WHAT THIS TASK INVOLVES – In the entries below, render everything from the line containing "Target: white parked car" down to the line containing "x=191 y=115", both ends included, as a JSON list of strings. Use one string per line and omit blank lines.

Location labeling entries

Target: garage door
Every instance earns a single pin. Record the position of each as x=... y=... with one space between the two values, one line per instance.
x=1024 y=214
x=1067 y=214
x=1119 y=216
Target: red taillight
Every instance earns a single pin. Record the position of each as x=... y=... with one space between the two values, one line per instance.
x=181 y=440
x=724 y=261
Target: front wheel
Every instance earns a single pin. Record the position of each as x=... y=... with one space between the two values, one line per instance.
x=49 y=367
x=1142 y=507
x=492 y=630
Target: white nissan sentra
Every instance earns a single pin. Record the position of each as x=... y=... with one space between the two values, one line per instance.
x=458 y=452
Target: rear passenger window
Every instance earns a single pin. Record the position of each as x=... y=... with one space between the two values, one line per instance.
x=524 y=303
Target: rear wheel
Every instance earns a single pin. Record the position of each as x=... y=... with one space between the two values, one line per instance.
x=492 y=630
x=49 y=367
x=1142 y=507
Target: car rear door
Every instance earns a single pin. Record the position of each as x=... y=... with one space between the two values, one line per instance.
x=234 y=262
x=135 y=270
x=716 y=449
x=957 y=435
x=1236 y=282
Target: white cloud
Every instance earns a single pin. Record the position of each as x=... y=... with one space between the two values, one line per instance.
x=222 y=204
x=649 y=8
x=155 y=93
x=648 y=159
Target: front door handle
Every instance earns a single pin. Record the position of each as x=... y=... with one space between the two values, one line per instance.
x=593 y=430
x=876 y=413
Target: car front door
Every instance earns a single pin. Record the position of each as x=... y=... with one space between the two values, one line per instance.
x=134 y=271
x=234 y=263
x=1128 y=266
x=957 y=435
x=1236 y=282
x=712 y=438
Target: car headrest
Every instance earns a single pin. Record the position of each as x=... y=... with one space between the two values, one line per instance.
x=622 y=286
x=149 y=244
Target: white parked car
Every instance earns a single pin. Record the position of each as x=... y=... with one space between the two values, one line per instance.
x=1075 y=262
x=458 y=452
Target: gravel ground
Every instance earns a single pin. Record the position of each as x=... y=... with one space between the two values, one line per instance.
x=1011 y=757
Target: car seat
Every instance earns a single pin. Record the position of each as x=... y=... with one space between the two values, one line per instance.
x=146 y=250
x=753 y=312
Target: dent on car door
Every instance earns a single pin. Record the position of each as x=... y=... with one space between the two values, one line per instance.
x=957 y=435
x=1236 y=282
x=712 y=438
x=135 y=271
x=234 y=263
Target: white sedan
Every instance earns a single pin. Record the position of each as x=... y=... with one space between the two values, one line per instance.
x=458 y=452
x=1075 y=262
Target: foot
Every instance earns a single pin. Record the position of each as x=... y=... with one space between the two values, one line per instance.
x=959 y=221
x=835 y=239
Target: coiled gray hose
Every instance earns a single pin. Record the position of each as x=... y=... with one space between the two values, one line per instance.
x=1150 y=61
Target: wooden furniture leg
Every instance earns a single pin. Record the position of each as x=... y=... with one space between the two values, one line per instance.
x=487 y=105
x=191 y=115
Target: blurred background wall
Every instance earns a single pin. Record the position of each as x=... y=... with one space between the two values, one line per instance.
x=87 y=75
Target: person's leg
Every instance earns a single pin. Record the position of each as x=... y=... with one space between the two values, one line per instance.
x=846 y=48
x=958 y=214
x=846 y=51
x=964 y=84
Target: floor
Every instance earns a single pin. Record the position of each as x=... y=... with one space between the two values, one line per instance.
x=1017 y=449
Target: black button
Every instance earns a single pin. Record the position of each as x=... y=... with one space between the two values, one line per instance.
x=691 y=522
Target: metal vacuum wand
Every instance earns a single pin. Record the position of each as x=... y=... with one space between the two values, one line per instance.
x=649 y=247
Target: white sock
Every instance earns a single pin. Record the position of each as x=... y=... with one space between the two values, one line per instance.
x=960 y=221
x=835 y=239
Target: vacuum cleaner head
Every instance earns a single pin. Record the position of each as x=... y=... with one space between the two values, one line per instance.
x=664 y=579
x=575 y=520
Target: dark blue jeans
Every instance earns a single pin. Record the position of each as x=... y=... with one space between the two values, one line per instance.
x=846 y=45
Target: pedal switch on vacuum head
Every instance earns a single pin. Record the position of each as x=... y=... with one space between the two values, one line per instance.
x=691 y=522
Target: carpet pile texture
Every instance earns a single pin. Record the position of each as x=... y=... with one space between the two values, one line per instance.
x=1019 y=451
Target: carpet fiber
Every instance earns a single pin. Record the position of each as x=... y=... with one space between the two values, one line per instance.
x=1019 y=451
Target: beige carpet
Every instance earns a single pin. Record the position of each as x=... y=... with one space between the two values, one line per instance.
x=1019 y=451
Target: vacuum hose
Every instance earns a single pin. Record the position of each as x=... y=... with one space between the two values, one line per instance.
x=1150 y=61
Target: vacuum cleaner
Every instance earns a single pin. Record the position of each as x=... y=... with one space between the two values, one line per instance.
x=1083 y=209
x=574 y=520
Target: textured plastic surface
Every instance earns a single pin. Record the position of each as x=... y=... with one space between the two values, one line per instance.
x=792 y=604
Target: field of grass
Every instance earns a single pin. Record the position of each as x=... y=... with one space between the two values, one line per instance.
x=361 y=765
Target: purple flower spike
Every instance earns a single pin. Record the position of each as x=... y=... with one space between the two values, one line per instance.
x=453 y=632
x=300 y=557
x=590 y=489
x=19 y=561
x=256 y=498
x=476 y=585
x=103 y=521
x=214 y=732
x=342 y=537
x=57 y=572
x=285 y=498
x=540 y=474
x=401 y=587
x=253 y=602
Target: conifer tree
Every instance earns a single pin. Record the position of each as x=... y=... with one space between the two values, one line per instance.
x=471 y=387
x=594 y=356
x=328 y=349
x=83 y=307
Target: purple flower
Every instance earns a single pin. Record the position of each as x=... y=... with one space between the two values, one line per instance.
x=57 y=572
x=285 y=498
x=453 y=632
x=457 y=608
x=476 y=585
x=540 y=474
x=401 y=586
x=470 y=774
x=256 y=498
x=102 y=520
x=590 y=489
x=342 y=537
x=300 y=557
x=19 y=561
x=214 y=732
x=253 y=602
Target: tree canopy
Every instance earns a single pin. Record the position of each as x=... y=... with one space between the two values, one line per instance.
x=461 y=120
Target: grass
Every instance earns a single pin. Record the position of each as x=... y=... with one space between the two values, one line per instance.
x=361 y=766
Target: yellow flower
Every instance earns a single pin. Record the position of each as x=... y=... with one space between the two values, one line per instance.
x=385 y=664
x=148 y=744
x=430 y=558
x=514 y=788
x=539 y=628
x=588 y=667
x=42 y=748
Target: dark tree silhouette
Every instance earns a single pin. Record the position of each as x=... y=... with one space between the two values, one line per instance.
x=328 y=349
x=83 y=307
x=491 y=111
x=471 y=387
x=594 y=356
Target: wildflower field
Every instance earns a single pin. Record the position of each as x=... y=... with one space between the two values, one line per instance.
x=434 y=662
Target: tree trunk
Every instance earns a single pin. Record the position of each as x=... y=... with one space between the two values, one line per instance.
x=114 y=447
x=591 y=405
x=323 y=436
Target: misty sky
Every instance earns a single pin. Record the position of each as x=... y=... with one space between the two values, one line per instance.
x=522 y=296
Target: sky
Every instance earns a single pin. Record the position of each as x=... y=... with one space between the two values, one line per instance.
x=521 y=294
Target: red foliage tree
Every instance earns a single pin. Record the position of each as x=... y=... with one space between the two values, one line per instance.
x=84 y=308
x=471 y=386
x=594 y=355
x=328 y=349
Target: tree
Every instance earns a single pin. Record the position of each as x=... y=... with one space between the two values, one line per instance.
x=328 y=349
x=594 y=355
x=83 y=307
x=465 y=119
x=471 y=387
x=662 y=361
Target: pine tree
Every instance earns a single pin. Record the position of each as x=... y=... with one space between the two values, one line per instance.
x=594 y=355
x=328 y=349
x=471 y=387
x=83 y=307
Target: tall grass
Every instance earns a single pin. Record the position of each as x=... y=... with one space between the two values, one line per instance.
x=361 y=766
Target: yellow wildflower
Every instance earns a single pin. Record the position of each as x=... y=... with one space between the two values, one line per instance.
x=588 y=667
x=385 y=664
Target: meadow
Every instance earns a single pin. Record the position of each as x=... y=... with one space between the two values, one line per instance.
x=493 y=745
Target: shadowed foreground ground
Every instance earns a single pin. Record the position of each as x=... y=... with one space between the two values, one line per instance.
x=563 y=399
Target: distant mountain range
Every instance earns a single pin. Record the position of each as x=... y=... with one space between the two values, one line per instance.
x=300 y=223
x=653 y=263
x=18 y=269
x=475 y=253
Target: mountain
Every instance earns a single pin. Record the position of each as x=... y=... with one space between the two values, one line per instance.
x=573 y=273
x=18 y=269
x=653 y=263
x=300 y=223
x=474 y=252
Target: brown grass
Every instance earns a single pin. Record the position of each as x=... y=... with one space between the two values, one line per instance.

COMPLETE OUTPUT –
[
  "Target: white parked car",
  "Every instance earns a single pin. Record the position of each as x=... y=... with one space between the two values, one line per instance.",
  "x=1075 y=262",
  "x=458 y=452",
  "Target: gravel ground",
  "Every instance earns a single pin. Record the position of each as x=... y=... with one space between the two values, one line per instance.",
  "x=1011 y=757",
  "Target: car seat",
  "Every instance earns a single pin. Record the position of each as x=... y=... with one space between the two values, one line per instance.",
  "x=146 y=250",
  "x=753 y=312",
  "Target: dent on car door",
  "Every instance earns a single pin. Record the position of each as x=... y=... with one space between the two values, one line per instance.",
  "x=957 y=435",
  "x=1236 y=282",
  "x=712 y=438",
  "x=135 y=271",
  "x=234 y=263",
  "Target: white sedan",
  "Every instance earns a single pin. Record the position of each as x=... y=... with one space between the two values, one line per instance.",
  "x=458 y=452",
  "x=1075 y=262",
  "Target: foot",
  "Every instance earns a single pin. Record the position of each as x=... y=... with one space between the two values, one line per instance.",
  "x=959 y=221",
  "x=835 y=239",
  "Target: coiled gray hose",
  "Every instance earns a single pin. Record the position of each as x=... y=... with one space between the two values, one line per instance.",
  "x=1150 y=61",
  "Target: wooden furniture leg",
  "Every instance earns a single pin. Record the position of each as x=... y=... with one space between the two values, one line per instance.",
  "x=487 y=105",
  "x=191 y=115"
]